WHAT YOU HAVE TO DO
Line by line, retype the material with nothing left out.

DATA PROVIDED

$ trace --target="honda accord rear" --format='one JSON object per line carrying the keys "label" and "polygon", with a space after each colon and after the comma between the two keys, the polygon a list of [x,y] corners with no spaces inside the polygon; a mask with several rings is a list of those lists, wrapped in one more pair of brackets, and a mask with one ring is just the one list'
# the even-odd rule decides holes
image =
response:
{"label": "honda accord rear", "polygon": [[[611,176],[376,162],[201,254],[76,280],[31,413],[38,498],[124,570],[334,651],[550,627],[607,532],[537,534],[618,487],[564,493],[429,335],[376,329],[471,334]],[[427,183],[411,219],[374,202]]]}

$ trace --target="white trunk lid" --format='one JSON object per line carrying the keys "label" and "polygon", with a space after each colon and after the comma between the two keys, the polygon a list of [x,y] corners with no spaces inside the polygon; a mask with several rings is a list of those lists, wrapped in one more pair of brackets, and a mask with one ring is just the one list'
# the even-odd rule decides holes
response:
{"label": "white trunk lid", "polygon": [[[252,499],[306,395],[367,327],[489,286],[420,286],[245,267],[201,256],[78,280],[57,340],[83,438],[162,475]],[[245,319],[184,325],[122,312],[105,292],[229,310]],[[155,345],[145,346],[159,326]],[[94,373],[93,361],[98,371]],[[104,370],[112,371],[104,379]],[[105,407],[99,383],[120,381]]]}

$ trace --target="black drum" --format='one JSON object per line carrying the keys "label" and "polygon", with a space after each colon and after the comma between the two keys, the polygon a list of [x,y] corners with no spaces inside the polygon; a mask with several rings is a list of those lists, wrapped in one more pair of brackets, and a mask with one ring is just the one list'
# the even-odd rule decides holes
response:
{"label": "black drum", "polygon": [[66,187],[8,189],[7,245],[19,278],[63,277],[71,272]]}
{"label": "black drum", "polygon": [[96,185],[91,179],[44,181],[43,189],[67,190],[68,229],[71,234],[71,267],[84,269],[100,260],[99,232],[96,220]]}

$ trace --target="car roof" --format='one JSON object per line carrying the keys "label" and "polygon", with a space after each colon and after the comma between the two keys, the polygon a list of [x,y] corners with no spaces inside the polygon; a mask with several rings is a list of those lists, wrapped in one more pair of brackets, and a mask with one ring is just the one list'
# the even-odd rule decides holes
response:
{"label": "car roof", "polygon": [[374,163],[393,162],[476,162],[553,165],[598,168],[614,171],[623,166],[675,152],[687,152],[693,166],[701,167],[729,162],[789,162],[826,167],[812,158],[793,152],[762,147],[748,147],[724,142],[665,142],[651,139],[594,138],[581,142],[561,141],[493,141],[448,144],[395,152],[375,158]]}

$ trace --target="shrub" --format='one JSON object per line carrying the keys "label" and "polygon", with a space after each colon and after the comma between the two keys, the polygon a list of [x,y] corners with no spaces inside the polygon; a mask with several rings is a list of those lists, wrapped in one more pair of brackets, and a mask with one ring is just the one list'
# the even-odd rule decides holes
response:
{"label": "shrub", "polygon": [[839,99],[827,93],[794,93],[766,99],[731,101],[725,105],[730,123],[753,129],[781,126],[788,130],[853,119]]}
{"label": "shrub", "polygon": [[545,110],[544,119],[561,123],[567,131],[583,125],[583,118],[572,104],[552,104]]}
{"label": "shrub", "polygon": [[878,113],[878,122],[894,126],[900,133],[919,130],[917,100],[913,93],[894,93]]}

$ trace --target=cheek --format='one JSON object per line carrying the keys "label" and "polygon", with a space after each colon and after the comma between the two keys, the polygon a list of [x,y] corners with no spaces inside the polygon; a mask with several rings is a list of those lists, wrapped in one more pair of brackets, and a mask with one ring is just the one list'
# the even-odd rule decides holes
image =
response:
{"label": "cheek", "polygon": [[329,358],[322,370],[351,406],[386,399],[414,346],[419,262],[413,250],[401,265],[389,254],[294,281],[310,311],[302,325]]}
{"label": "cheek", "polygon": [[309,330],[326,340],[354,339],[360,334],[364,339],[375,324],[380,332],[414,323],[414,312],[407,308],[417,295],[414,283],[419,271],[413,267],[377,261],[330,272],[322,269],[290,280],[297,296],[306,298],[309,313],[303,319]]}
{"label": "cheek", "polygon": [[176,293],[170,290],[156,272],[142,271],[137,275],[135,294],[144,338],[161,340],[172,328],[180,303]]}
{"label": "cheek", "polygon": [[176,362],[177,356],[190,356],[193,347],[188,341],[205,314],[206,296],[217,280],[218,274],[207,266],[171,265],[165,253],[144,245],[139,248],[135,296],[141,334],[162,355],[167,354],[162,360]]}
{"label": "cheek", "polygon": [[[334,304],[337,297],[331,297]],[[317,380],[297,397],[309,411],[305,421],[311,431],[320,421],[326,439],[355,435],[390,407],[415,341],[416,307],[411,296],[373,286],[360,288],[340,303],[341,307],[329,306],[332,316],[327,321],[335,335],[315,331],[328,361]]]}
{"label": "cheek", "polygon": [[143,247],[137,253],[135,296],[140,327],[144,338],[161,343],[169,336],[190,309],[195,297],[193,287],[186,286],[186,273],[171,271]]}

EXERCISE OUTPUT
$ trace --target="honda accord rear" --format='one JSON object per line carrying the keys "label" and "polygon", with a space after each colon and after the comma between the two keys, the polygon a list of [x,y] corners with no spaces inside the polygon; a mask with several rings is a list of those lists, wrapped in one more pair of brackets, and a mask with one ring is just the one list'
# the even-odd rule decides holes
image =
response:
{"label": "honda accord rear", "polygon": [[[611,176],[376,162],[201,254],[76,280],[31,413],[38,498],[124,570],[334,651],[550,627],[607,532],[537,534],[618,487],[564,493],[429,335],[376,329],[471,334]],[[427,183],[411,219],[374,202]]]}

$ trace --target="white trunk lid" --format='one JSON object per line carrying the keys "label" and "polygon", with a space after each colon and after the comma between the two keys, the polygon a list of [x,y] corners with no spaces inside the polygon; a mask with several rings is a list of those lists, wrapped in one more pair of brackets, and a mask with one ring is just the one list'
# the even-odd rule decides holes
response:
{"label": "white trunk lid", "polygon": [[[252,499],[306,395],[367,327],[489,286],[420,286],[245,267],[201,256],[78,280],[57,340],[83,438],[162,475]],[[245,319],[184,325],[122,312],[105,292],[229,310]],[[155,345],[145,346],[159,326]],[[94,373],[93,361],[98,371]],[[104,370],[112,371],[104,379]],[[105,407],[99,383],[120,381]]]}

$ trace --target="black drum" --format='one JSON object per line carrying the keys "label" and "polygon", with a space after each colon and after the comma between the two keys, the polygon a list of [x,y] corners with no spaces inside the polygon; a mask with several rings is a list of those lists, wrapped in one more pair of brackets, and a mask with one ring is just the one list'
# the even-odd rule decides holes
response:
{"label": "black drum", "polygon": [[66,187],[8,189],[7,245],[19,278],[63,277],[71,272]]}
{"label": "black drum", "polygon": [[96,185],[91,179],[44,181],[43,189],[67,190],[68,229],[71,234],[71,267],[84,269],[100,260],[99,232],[96,220]]}

$ trace --target="car roof" --format='one JSON object per line carrying the keys "label" and "polygon", with a space after each colon and after the comma between the two keys, the polygon a list of [x,y] corners with no spaces inside the polygon; a mask with several rings is a list of those lists, wrapped in one more pair of brackets, and a mask with one ring is just the one list'
# the even-odd rule decides holes
response:
{"label": "car roof", "polygon": [[374,163],[393,162],[476,162],[553,165],[598,168],[614,171],[623,166],[675,152],[687,152],[693,166],[701,167],[729,162],[789,162],[826,167],[812,158],[793,152],[762,147],[748,147],[724,142],[665,142],[651,139],[594,138],[581,142],[561,141],[493,141],[448,144],[395,152],[375,158]]}

$ trace --target="shrub" --format='one JSON object per line carrying the keys "label" and "polygon", with a space after each colon and after the comma between the two keys, the polygon a list of [x,y] corners with no spaces inside the polygon; a mask with several rings is a list of those lists, wrapped in one more pair of brackets, and a mask with one ring is just the one list'
# the even-odd rule decides holes
response:
{"label": "shrub", "polygon": [[839,99],[827,93],[794,93],[766,99],[731,101],[725,105],[730,123],[753,129],[781,126],[788,130],[853,119]]}
{"label": "shrub", "polygon": [[545,110],[544,119],[561,123],[567,131],[583,125],[583,118],[572,104],[552,104]]}
{"label": "shrub", "polygon": [[878,113],[878,122],[894,126],[900,133],[919,130],[917,100],[913,93],[894,93]]}

$ trace --target=cheek --format='one JSON object per line carrying the keys "label" and "polygon", with a space after each colon and after the comma between the two keys, the polygon a list of [x,y] corners with no spaces inside the polygon; a mask with several rings is a list of those lists, wrapped in one more pair of brackets, and a mask with one ring is just the one list'
# the even-odd rule decides holes
image =
response:
{"label": "cheek", "polygon": [[329,358],[322,370],[351,406],[386,399],[414,346],[419,262],[413,250],[401,265],[389,254],[294,281],[310,311],[302,325]]}
{"label": "cheek", "polygon": [[309,330],[326,340],[354,339],[360,334],[364,339],[375,324],[380,332],[414,323],[414,312],[407,308],[417,295],[414,283],[419,271],[413,267],[377,261],[330,272],[322,269],[290,280],[297,296],[306,298],[309,313],[303,319]]}
{"label": "cheek", "polygon": [[176,293],[170,290],[156,272],[142,271],[137,275],[135,294],[144,338],[161,340],[172,328],[180,303]]}
{"label": "cheek", "polygon": [[176,362],[177,356],[190,356],[193,347],[188,341],[205,314],[206,296],[217,280],[218,274],[207,266],[171,265],[165,253],[144,245],[139,248],[135,296],[141,334],[162,355],[167,354],[162,360]]}
{"label": "cheek", "polygon": [[[334,304],[337,297],[331,297]],[[317,380],[297,397],[309,411],[305,421],[311,431],[320,421],[326,439],[355,435],[390,407],[415,341],[416,307],[411,296],[373,286],[360,288],[340,303],[341,307],[329,306],[332,316],[327,321],[335,335],[315,331],[328,361]]]}
{"label": "cheek", "polygon": [[143,247],[137,253],[135,296],[140,327],[144,338],[161,343],[169,336],[190,309],[195,297],[193,287],[186,286],[186,273],[171,271]]}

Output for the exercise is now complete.